Sam Berkson – spreading the Word
Long a minority pursuit, poetry has recently grown hugely popular, particularly in its incarnation as a performing art.
Spoken word events have popped up lately in East London venues large and small – from the back rooms of pubs to major arts centres. Sam Berkson, AKA ‘Angry Sam’ is one of the leading figures in Hackney’s spoken word movement, running the Hackney Hammer and Tongue performance poetry night at the Victoria pub in Dalston.
The Hackney Citizen caught up with Angry Sam to discuss the evolution of the genre and his own place within it.
HC: How would you describe the spoken word scene in Hackney? How has it evolved in recent years and what makes it distinctive?
SB: I’ve been running live poetry events since 2005, and been going to them and performing at them since 2002, but I’ve moved around the country a bit and only lived in Hackney for the last few years so I can only compare this scene with what I’ve seen elsewhere, not with what it was like before.
Hackney is not the most accessible place to get to in London (although that’s changing a bit) but it’s a good place for establishing a local scene. A lot of people round here are interested in art of an underground, communal kind of vibe – and that’s where spoken word is right now – even if they’re coming at it from a number of different angles.
Spoken word nights round here attract a largely local but really diverse and engaged group of people and I think that’s what makes Hackney distinctive. Performance poetry is getting more attention these days but it’s still not very well known as entertainment, so it often shares the stage with other artforms – and generally that’s a good thing because you avoid pigeon holes and reach more people.
Lyrically Challenged at Passing Clouds starts with poetry and then merges into a hiphop night; The Bus Driver’s Prayer which has just started up at The Hackney Attic in the Picturehouse, puts on poetry and music, mainly singer-songwriters and acoustic stuff; Speech Motion at The Others and Akilah Live put on poetry with short films. It fits in with comedy too. Hammer and Tongue is entirely a poetry night, but that’s just the way that we run things. We always have a DJ in between the acts and quite a few of the poets we put on use music as backing for their poetry and are also MCs or stand up comics or singers.

# Exercise description
Reproduce the interview with Sam Berkson about Hackney's spoken word scene in full, word for word, from the headline to its final sentence.

# Dataset rows
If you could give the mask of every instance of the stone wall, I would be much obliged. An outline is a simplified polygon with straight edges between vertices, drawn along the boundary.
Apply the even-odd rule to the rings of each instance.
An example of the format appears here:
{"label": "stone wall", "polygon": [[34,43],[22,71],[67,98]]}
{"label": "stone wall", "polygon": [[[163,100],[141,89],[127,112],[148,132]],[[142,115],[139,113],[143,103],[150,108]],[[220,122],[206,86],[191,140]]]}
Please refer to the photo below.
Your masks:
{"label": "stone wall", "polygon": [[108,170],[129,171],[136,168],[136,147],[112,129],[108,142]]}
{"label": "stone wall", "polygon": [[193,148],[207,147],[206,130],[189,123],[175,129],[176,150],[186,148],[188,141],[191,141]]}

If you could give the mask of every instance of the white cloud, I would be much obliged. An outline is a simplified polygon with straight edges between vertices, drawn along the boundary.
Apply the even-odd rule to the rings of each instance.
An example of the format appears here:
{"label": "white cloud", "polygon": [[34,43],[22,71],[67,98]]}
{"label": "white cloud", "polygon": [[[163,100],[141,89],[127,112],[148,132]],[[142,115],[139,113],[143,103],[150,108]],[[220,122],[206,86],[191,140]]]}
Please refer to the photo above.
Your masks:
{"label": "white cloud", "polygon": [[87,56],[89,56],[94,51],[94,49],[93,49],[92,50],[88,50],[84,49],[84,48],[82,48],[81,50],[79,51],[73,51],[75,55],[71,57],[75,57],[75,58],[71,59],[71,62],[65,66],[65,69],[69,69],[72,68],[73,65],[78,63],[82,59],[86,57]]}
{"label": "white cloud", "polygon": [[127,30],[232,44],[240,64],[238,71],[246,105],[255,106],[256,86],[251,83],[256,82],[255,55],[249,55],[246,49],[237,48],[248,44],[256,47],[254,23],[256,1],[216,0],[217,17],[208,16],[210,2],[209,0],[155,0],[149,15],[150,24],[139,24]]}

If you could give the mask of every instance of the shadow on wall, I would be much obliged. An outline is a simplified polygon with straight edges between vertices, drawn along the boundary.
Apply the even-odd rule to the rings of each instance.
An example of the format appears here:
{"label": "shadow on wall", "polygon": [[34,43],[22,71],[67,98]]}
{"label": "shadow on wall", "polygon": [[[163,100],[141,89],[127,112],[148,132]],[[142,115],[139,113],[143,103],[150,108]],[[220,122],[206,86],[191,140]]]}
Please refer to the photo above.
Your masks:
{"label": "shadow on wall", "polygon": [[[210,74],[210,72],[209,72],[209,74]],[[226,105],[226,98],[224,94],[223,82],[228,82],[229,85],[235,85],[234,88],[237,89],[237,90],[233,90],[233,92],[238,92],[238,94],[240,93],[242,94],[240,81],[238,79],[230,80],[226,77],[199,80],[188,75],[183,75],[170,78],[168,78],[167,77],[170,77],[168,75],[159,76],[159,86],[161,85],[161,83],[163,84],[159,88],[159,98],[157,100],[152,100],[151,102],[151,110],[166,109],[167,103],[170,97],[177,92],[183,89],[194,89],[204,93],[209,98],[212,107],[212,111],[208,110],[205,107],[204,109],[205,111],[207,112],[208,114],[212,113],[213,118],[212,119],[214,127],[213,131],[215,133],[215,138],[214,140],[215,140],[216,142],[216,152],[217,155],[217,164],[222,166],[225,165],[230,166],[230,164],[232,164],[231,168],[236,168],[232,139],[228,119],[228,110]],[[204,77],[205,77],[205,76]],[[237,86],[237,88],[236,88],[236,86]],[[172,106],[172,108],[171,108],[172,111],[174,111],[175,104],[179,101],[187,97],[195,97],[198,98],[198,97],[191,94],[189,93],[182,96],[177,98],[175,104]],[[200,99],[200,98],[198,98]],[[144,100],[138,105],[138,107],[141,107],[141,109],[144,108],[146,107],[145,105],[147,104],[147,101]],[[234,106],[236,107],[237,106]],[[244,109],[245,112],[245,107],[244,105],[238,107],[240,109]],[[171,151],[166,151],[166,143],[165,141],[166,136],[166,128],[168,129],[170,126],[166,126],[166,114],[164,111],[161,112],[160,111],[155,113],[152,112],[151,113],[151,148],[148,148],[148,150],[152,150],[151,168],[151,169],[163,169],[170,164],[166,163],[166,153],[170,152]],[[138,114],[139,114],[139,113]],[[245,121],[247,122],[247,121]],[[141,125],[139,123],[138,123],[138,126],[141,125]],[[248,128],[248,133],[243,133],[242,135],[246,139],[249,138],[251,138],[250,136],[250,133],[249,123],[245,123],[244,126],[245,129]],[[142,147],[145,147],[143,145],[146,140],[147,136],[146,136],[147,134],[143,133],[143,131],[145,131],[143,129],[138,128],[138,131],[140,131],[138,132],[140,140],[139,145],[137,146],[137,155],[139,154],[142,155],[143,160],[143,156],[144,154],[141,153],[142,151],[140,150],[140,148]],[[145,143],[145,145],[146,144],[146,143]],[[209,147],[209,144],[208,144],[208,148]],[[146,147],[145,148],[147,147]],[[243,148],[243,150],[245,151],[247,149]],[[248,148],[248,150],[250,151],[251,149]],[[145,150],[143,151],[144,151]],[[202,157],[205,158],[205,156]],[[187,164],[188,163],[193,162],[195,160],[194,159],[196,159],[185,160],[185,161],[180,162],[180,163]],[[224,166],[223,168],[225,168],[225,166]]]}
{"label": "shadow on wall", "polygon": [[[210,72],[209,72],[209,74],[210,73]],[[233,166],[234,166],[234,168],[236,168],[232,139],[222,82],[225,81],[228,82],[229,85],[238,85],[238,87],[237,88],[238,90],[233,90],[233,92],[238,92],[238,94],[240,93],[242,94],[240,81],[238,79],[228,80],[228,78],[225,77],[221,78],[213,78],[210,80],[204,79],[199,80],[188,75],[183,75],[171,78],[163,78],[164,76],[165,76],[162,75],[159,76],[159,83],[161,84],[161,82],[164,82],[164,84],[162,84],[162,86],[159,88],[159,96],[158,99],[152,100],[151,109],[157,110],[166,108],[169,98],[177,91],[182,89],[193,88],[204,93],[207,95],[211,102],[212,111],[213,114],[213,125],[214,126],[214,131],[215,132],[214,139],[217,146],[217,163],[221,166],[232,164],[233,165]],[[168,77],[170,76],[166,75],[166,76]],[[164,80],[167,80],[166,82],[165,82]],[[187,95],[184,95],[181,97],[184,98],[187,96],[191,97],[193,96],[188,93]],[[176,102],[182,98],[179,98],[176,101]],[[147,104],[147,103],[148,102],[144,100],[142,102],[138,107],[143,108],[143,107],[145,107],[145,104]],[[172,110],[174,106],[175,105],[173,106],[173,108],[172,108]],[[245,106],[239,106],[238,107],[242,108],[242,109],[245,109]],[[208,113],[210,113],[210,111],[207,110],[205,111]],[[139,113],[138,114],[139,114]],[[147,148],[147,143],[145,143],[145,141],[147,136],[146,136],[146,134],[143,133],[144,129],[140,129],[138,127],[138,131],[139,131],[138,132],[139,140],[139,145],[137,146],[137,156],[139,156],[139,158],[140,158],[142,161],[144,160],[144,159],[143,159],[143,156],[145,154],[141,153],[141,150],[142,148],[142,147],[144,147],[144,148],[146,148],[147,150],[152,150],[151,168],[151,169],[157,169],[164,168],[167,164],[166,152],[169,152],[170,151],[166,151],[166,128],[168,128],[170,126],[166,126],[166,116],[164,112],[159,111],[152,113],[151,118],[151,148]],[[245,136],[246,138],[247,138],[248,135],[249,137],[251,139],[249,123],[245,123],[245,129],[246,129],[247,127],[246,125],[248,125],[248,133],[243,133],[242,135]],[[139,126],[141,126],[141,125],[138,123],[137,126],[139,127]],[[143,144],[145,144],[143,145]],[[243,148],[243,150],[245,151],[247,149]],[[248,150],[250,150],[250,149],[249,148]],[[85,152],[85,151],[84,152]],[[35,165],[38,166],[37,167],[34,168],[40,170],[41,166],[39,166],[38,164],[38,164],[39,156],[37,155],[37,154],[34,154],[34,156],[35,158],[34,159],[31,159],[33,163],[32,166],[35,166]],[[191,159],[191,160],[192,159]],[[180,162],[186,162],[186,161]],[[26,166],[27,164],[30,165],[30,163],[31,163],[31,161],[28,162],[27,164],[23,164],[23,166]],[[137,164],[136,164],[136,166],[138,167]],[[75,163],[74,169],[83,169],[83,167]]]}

# The solution
Sam Berkson – spreading the Word
Long a minority pursuit, poetry has recently grown hugely popular, particularly in its incarnation as a performing art.
Spoken word events have popped up lately in East London venues large and small – from the back rooms of pubs to major arts centres. Sam Berkson, AKA ‘Angry Sam’ is one of the leading figures in Hackney’s spoken word movement, running the Hackney Hammer and Tongue performance poetry night at the Victoria pub in Dalston.
The Hackney Citizen caught up with Angry Sam to discuss the evolution of the genre and his own place within it.
HC: How would you describe the spoken word scene in Hackney? How has it evolved in recent years and what makes it distinctive?
SB: I’ve been running live poetry events since 2005, and been going to them and performing at them since 2002, but I’ve moved around the country a bit and only lived in Hackney for the last few years so I can only compare this scene with what I’ve seen elsewhere, not with what it was like before.
Hackney is not the most accessible place to get to in London (although that’s changing a bit) but it’s a good place for establishing a local scene. A lot of people round here are interested in art of an underground, communal kind of vibe – and that’s where spoken word is right now – even if they’re coming at it from a number of different angles.
Spoken word nights round here attract a largely local but really diverse and engaged group of people and I think that’s what makes Hackney distinctive. Performance poetry is getting more attention these days but it’s still not very well known as entertainment, so it often shares the stage with other artforms – and generally that’s a good thing because you avoid pigeon holes and reach more people.
Lyrically Challenged at Passing Clouds starts with poetry and then merges into a hiphop night; The Bus Driver’s Prayer which has just started up at The Hackney Attic in the Picturehouse, puts on poetry and music, mainly singer-songwriters and acoustic stuff; Speech Motion at The Others and Akilah Live put on poetry with short films. It fits in with comedy too. Hammer and Tongue is entirely a poetry night, but that’s just the way that we run things. We always have a DJ in between the acts and quite a few of the poets we put on use music as backing for their poetry and are also MCs or stand up comics or singers.